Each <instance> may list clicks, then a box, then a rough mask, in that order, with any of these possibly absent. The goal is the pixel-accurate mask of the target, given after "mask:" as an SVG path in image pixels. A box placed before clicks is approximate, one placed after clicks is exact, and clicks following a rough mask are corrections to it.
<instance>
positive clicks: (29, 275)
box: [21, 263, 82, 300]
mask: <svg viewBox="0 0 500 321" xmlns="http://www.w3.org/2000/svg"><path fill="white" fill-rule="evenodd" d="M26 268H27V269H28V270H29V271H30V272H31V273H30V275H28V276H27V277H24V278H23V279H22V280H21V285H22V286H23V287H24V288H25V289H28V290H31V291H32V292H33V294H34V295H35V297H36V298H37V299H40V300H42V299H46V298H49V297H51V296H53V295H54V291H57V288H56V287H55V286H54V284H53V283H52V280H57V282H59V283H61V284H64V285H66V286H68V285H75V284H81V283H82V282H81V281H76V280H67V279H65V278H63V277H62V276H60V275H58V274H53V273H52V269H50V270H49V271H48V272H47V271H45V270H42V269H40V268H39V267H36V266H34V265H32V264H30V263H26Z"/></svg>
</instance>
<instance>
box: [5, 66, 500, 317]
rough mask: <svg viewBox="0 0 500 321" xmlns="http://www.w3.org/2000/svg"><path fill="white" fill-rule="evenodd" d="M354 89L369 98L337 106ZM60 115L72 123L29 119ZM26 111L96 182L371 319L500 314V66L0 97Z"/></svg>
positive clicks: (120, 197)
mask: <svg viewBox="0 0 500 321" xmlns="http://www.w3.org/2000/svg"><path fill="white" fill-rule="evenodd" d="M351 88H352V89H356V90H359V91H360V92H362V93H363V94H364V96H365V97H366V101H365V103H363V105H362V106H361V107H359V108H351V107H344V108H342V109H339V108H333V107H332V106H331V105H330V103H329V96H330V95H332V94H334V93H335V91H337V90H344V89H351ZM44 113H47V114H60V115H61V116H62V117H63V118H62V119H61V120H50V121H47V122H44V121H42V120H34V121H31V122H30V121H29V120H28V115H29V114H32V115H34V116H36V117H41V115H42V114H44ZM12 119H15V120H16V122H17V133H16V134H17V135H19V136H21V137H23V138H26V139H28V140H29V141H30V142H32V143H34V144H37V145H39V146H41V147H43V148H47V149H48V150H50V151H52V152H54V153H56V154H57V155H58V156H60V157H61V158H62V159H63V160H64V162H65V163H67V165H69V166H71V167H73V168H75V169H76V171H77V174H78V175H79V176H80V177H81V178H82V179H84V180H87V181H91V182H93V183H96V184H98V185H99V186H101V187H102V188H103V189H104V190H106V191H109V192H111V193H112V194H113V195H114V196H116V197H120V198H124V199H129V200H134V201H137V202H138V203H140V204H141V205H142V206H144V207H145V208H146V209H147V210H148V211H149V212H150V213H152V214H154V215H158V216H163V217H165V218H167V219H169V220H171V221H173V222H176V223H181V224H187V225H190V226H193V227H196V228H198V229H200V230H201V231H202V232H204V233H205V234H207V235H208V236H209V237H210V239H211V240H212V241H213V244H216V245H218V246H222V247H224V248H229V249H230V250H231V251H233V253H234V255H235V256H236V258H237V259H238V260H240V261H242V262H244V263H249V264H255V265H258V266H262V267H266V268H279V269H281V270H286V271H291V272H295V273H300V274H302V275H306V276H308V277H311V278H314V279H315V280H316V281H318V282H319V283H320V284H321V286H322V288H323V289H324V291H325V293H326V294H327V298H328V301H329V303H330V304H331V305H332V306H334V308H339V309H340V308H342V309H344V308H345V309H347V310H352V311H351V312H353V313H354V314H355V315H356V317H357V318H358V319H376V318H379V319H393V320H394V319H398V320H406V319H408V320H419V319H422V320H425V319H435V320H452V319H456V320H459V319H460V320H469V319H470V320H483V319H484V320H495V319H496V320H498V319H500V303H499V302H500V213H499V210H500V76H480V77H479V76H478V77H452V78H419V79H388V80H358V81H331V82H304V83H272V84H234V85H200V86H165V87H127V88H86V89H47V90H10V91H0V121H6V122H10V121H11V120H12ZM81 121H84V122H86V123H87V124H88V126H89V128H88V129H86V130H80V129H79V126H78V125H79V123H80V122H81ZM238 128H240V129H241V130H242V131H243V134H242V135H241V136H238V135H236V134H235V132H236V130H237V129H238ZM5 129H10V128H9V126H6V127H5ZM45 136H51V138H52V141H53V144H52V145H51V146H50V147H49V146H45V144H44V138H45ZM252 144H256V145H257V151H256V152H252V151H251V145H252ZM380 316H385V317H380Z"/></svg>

■ What you should do
Wherever "instance" appears in a line of the entries, copy that line.

■ Output for this exercise
Each <instance> may list clicks, then a box, then a rough mask, in that order, with any of these possibly absent. The goal is the pixel-accurate mask of the target, given after "mask:" as an SVG path in image pixels. A box placed before clicks is approximate, one placed after clicks is exact, and clicks following a rough mask are corrections to it.
<instance>
</instance>
<instance>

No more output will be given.